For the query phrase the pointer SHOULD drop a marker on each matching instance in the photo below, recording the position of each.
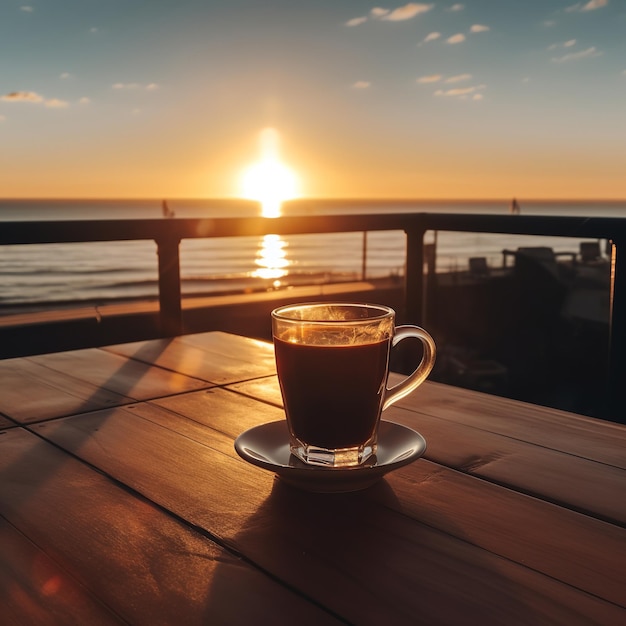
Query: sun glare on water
(269, 181)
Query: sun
(269, 181)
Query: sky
(171, 98)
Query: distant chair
(478, 266)
(590, 252)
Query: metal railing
(169, 233)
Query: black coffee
(332, 394)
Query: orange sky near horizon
(435, 101)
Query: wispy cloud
(430, 37)
(400, 14)
(407, 12)
(22, 96)
(458, 38)
(566, 44)
(583, 7)
(136, 86)
(575, 56)
(33, 98)
(378, 12)
(355, 21)
(55, 103)
(462, 93)
(433, 78)
(459, 78)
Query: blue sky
(167, 98)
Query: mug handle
(414, 380)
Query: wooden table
(123, 501)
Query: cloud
(355, 21)
(22, 96)
(431, 37)
(592, 5)
(458, 38)
(134, 86)
(575, 56)
(433, 78)
(407, 12)
(459, 78)
(55, 103)
(566, 44)
(33, 97)
(461, 93)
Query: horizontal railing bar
(167, 233)
(31, 232)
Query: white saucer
(267, 446)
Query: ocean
(57, 274)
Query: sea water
(103, 271)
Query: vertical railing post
(617, 326)
(414, 279)
(170, 306)
(364, 257)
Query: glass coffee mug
(332, 361)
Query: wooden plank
(35, 590)
(209, 360)
(320, 543)
(586, 437)
(31, 392)
(565, 479)
(146, 566)
(5, 422)
(128, 377)
(571, 480)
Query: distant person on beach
(167, 212)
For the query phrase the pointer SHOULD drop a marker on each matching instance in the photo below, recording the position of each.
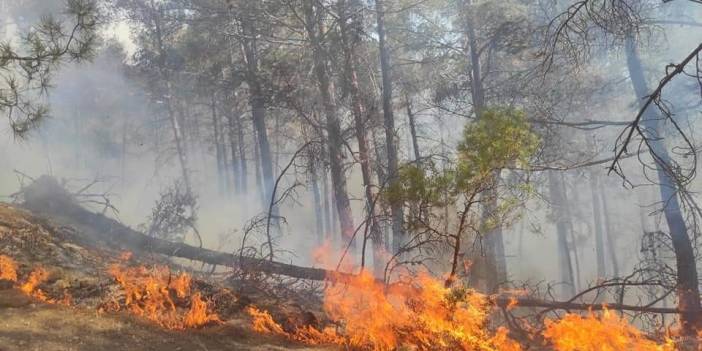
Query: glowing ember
(425, 316)
(198, 316)
(150, 293)
(597, 333)
(262, 322)
(37, 277)
(8, 269)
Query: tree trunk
(688, 293)
(349, 44)
(259, 185)
(318, 212)
(599, 232)
(329, 228)
(238, 162)
(243, 174)
(557, 211)
(257, 99)
(568, 211)
(335, 138)
(611, 244)
(389, 124)
(221, 161)
(413, 130)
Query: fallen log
(506, 302)
(47, 197)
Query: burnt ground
(59, 328)
(27, 324)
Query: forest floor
(60, 328)
(28, 324)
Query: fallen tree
(46, 197)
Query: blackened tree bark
(599, 226)
(348, 25)
(413, 129)
(687, 292)
(257, 98)
(313, 26)
(559, 216)
(389, 124)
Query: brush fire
(354, 310)
(348, 308)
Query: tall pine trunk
(687, 292)
(335, 138)
(349, 43)
(558, 212)
(389, 125)
(598, 227)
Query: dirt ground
(40, 327)
(27, 324)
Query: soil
(43, 327)
(78, 268)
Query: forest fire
(425, 315)
(8, 271)
(155, 294)
(608, 331)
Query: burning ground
(63, 287)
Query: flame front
(8, 269)
(150, 293)
(425, 315)
(607, 332)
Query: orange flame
(8, 269)
(148, 293)
(426, 316)
(595, 333)
(262, 322)
(38, 276)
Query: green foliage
(499, 139)
(27, 64)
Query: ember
(596, 333)
(153, 293)
(8, 269)
(427, 316)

::::::::::

Put every line of the rows above into a Markdown table with two columns, Number and Text, numbering the lines in order and skipping any blank ones. Leave the pictures out.

| Number | Text |
|---|---|
| 1 | For the query phrase the pointer SHOULD drop a marker on each matching instance in the photo below, recording the position of each. |
| 2 | Query: sun glare on water |
| 3 | (269, 181) |
| 4 | Query: sun |
| 5 | (269, 181) |
| 6 | Query: sky |
| 7 | (171, 98) |
| 8 | Query: distant chair |
| 9 | (478, 266) |
| 10 | (590, 252) |
| 11 | Query: metal railing |
| 12 | (169, 233) |
| 13 | Query: black coffee |
| 14 | (332, 394) |
| 15 | Query: orange sky near horizon |
| 16 | (435, 101) |
| 17 | Query: wispy cloud |
| 18 | (430, 37) |
| 19 | (400, 14) |
| 20 | (407, 12) |
| 21 | (22, 96) |
| 22 | (458, 38) |
| 23 | (566, 44) |
| 24 | (583, 7) |
| 25 | (136, 86) |
| 26 | (575, 56) |
| 27 | (33, 98) |
| 28 | (378, 12) |
| 29 | (355, 21) |
| 30 | (55, 103) |
| 31 | (462, 93) |
| 32 | (433, 78) |
| 33 | (459, 78) |
| 34 | Query: blue sky |
| 35 | (167, 98) |
| 36 | Query: mug handle |
| 37 | (414, 380) |
| 38 | Query: wooden table |
| 39 | (123, 501) |
| 40 | Query: cloud |
| 41 | (355, 21) |
| 42 | (22, 96) |
| 43 | (431, 37) |
| 44 | (592, 5) |
| 45 | (458, 38) |
| 46 | (134, 86) |
| 47 | (575, 56) |
| 48 | (433, 78) |
| 49 | (407, 12) |
| 50 | (459, 78) |
| 51 | (55, 103) |
| 52 | (566, 44) |
| 53 | (33, 97) |
| 54 | (461, 93) |
| 55 | Query: horizontal railing bar |
| 56 | (167, 233) |
| 57 | (31, 232) |
| 58 | Query: white saucer |
| 59 | (267, 446) |
| 60 | Query: ocean |
| 61 | (57, 274) |
| 62 | Query: sea water |
| 63 | (103, 271) |
| 64 | Query: vertical railing post |
| 65 | (617, 326) |
| 66 | (414, 279) |
| 67 | (170, 306) |
| 68 | (364, 257) |
| 69 | Query: glass coffee mug |
| 70 | (332, 361) |
| 71 | Query: wooden plank |
| 72 | (35, 590) |
| 73 | (209, 360) |
| 74 | (320, 543) |
| 75 | (586, 437) |
| 76 | (31, 392) |
| 77 | (565, 479) |
| 78 | (146, 566) |
| 79 | (5, 422) |
| 80 | (128, 377) |
| 81 | (571, 480) |
| 82 | Query: distant person on beach |
| 83 | (167, 212) |
| 84 | For the query phrase the pointer SHOULD drop a marker on each matching instance in the photo below, recording the position of each. |
| 85 | Query: glowing ember |
| 86 | (425, 316) |
| 87 | (198, 316) |
| 88 | (150, 293) |
| 89 | (597, 333) |
| 90 | (262, 322) |
| 91 | (37, 277) |
| 92 | (8, 269) |
| 93 | Query: tree trunk |
| 94 | (688, 293) |
| 95 | (349, 44) |
| 96 | (259, 185) |
| 97 | (318, 212) |
| 98 | (599, 232) |
| 99 | (329, 228) |
| 100 | (238, 162) |
| 101 | (243, 174) |
| 102 | (557, 211) |
| 103 | (257, 99) |
| 104 | (568, 211) |
| 105 | (335, 138) |
| 106 | (611, 244) |
| 107 | (389, 124) |
| 108 | (221, 161) |
| 109 | (413, 130) |
| 110 | Query: fallen log |
| 111 | (506, 302) |
| 112 | (47, 197) |
| 113 | Query: burnt ground |
| 114 | (59, 328) |
| 115 | (27, 324) |
| 116 | Query: forest floor |
| 117 | (60, 328) |
| 118 | (28, 324) |
| 119 | Query: fallen tree |
| 120 | (46, 197) |
| 121 | Query: blackened tree bark |
| 122 | (599, 226) |
| 123 | (348, 25) |
| 124 | (413, 129) |
| 125 | (687, 292) |
| 126 | (257, 98) |
| 127 | (313, 26) |
| 128 | (559, 216) |
| 129 | (389, 124) |
| 130 | Query: brush fire |
| 131 | (354, 310) |
| 132 | (348, 308) |
| 133 | Query: tall pine trunk |
| 134 | (687, 292) |
| 135 | (335, 138) |
| 136 | (349, 43) |
| 137 | (558, 212) |
| 138 | (389, 125) |
| 139 | (598, 227) |
| 140 | Query: dirt ground |
| 141 | (40, 327) |
| 142 | (27, 324) |
| 143 | Query: soil |
| 144 | (43, 327) |
| 145 | (78, 268) |
| 146 | Query: forest fire |
| 147 | (425, 315) |
| 148 | (8, 271) |
| 149 | (155, 294) |
| 150 | (608, 331) |
| 151 | Query: burning ground |
| 152 | (63, 287) |
| 153 | Query: flame front |
| 154 | (8, 269) |
| 155 | (150, 293) |
| 156 | (425, 315) |
| 157 | (607, 332) |
| 158 | Query: orange flame |
| 159 | (8, 269) |
| 160 | (148, 293) |
| 161 | (426, 316) |
| 162 | (595, 333) |
| 163 | (262, 322) |
| 164 | (38, 276) |
| 165 | Query: green foliage |
| 166 | (499, 139) |
| 167 | (27, 64) |
| 168 | Query: ember |
| 169 | (596, 333) |
| 170 | (153, 293) |
| 171 | (8, 269) |
| 172 | (427, 316) |